TEXTO CITADO:

↓↓↓

A exploração de jogos de azar no Brasil é proibida desde 1946. A proposta prevê a permissão para a instalação de cassinos em polos turísticos ou em complexos integrados de lazer, como hotéis de alto padrão (com pelo menos 100 quartos), restaurantes, bares e locais para reuniões e eventos culturais.
O texto propõe ainda a possível emissão de uma licença para um cassino em cada estado e no Distrito Federal. Alguns estados teriam exceção, como São Paulo, que poderia ter até três cassinos, e Minas Gerais, Rio de Janeiro, Amazonas e Pará, com até dois cada um, sob a justificativa do tamanho da população ou do território.
A regulamentação dos cassinos já é realidade em diversos países, onde a atividade é devidamente supervisionada e legalizada. Nessas nações, o setor é uma importante fonte de receita, gerando empregos e impulsionando o turismo. Países como Estados Unidos e Portugal, por exemplo, têm mostrado que, quando geridos corretamente, os cassinos podem contribuir significativamente para o crescimento econômico.
Para o ministro do Turismo, a legalização poderia transformar o Brasil em um novo polo de turismo internacional, a ideia é fazer com que os resorts com cassinos integrados possam ser instalados em locais turísticos pouco visitados. Sabino criticou as restrições e chegou a comparar a proibição dos jogos à ideia de impedir o uso de carros devido a acidentes de trânsito.
"O número de acidentes de trânsito nas estradas brasileiras é um número muito elevado, nem por isso nós vamos proibir os veículos automotores no Brasil", disse na última sexta-feira, após abertura oficial do G20 Turismo em Belém (PA). De acordo com ele, a proposta é pensada também para minimizar os riscos de vício.

↑↑↑

DADOS FORNECIDOS:
↓↓↓

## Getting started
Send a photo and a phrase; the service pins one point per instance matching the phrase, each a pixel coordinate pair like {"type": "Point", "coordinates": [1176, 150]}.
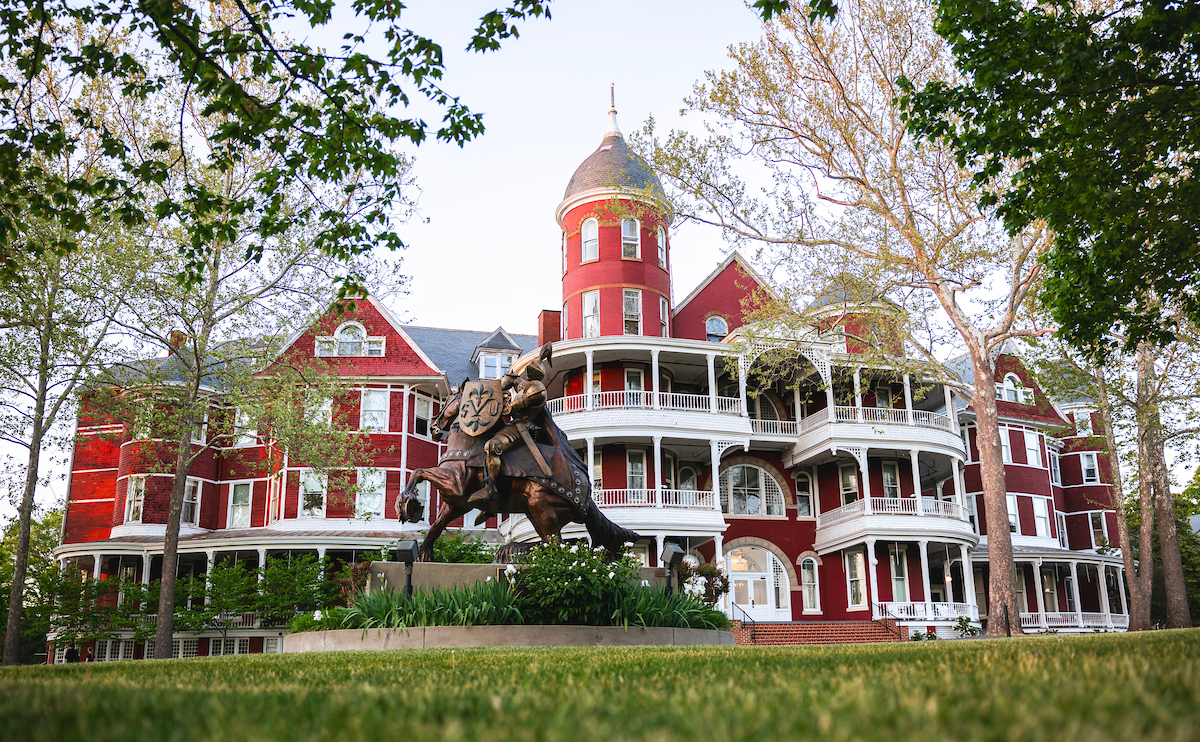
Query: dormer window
{"type": "Point", "coordinates": [715, 329]}
{"type": "Point", "coordinates": [630, 239]}
{"type": "Point", "coordinates": [349, 341]}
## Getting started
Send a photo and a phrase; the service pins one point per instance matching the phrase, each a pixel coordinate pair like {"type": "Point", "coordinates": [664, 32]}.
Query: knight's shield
{"type": "Point", "coordinates": [480, 406]}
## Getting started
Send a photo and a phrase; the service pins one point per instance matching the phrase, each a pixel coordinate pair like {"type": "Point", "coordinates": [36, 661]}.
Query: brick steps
{"type": "Point", "coordinates": [817, 632]}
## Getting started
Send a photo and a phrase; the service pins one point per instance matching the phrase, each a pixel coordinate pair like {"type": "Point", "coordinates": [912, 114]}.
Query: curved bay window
{"type": "Point", "coordinates": [750, 490]}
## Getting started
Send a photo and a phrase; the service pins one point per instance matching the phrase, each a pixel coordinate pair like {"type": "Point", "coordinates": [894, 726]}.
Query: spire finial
{"type": "Point", "coordinates": [613, 130]}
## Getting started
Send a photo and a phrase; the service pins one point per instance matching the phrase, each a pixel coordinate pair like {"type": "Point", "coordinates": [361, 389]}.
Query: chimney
{"type": "Point", "coordinates": [549, 329]}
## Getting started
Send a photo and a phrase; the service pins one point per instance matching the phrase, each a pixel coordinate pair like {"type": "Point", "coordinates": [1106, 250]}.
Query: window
{"type": "Point", "coordinates": [239, 506]}
{"type": "Point", "coordinates": [635, 470]}
{"type": "Point", "coordinates": [246, 432]}
{"type": "Point", "coordinates": [591, 313]}
{"type": "Point", "coordinates": [856, 579]}
{"type": "Point", "coordinates": [373, 414]}
{"type": "Point", "coordinates": [849, 478]}
{"type": "Point", "coordinates": [192, 501]}
{"type": "Point", "coordinates": [1041, 518]}
{"type": "Point", "coordinates": [370, 496]}
{"type": "Point", "coordinates": [749, 490]}
{"type": "Point", "coordinates": [898, 557]}
{"type": "Point", "coordinates": [1091, 470]}
{"type": "Point", "coordinates": [591, 234]}
{"type": "Point", "coordinates": [803, 496]}
{"type": "Point", "coordinates": [891, 479]}
{"type": "Point", "coordinates": [598, 468]}
{"type": "Point", "coordinates": [810, 594]}
{"type": "Point", "coordinates": [715, 329]}
{"type": "Point", "coordinates": [633, 311]}
{"type": "Point", "coordinates": [630, 239]}
{"type": "Point", "coordinates": [423, 413]}
{"type": "Point", "coordinates": [1099, 531]}
{"type": "Point", "coordinates": [312, 494]}
{"type": "Point", "coordinates": [1032, 449]}
{"type": "Point", "coordinates": [135, 497]}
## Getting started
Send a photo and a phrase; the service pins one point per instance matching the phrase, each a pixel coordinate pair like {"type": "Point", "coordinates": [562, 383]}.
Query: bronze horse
{"type": "Point", "coordinates": [550, 502]}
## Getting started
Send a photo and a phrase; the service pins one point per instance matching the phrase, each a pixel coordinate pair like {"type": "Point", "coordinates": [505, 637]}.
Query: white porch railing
{"type": "Point", "coordinates": [694, 500]}
{"type": "Point", "coordinates": [643, 400]}
{"type": "Point", "coordinates": [923, 611]}
{"type": "Point", "coordinates": [894, 506]}
{"type": "Point", "coordinates": [774, 428]}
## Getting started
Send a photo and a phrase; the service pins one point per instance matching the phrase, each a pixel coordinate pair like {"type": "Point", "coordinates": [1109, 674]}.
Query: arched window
{"type": "Point", "coordinates": [591, 232]}
{"type": "Point", "coordinates": [810, 590]}
{"type": "Point", "coordinates": [750, 490]}
{"type": "Point", "coordinates": [630, 239]}
{"type": "Point", "coordinates": [715, 329]}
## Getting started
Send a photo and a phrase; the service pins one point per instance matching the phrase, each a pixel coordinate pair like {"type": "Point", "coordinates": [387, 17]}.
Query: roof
{"type": "Point", "coordinates": [612, 166]}
{"type": "Point", "coordinates": [453, 349]}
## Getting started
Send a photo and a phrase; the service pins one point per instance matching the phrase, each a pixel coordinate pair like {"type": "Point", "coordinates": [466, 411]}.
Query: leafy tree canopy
{"type": "Point", "coordinates": [319, 117]}
{"type": "Point", "coordinates": [1096, 103]}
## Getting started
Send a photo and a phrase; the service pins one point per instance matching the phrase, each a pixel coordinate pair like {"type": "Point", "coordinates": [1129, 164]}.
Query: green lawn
{"type": "Point", "coordinates": [1135, 688]}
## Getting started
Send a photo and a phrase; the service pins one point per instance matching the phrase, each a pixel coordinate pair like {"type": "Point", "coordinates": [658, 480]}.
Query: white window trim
{"type": "Point", "coordinates": [583, 240]}
{"type": "Point", "coordinates": [585, 315]}
{"type": "Point", "coordinates": [867, 586]}
{"type": "Point", "coordinates": [637, 239]}
{"type": "Point", "coordinates": [138, 482]}
{"type": "Point", "coordinates": [387, 410]}
{"type": "Point", "coordinates": [250, 504]}
{"type": "Point", "coordinates": [324, 495]}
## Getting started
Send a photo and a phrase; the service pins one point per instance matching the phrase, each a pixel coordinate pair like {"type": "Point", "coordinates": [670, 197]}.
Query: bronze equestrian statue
{"type": "Point", "coordinates": [525, 466]}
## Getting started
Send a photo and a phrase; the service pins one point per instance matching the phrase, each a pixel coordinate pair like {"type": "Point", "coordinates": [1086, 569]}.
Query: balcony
{"type": "Point", "coordinates": [1068, 620]}
{"type": "Point", "coordinates": [903, 518]}
{"type": "Point", "coordinates": [924, 611]}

↑↑↑

TAREFAS PROPOSTAS:
1. Resuma em duas frases o texto sobre a legalização dos cassinos.
2. Mostre todas as linhas da listagem em que aparece a palavra "bronze", levando em conta a diferença entre maiúsculas e minúsculas.
A listagem não tem qualquer relação com o texto sobre a legalização dos cassinos.

SOLUÇÕES POR TAREFA:
1. A exploração de jogos de azar é proibida no Brasil desde 1946, e a proposta prevê a permissão para cassinos em polos turísticos ou complexos integrados de lazer, com a possível emissão de uma licença por estado e no Distrito Federal e exceções como São Paulo, que poderia ter até três. O ministro do Turismo afirma que a legalização poderia transformar o Brasil em um novo polo de turismo internacional e comparou a proibição dos jogos à ideia de impedir o uso de carros devido a acidentes de trânsito.

2.
Query: bronze horse
Query: bronze equestrian statue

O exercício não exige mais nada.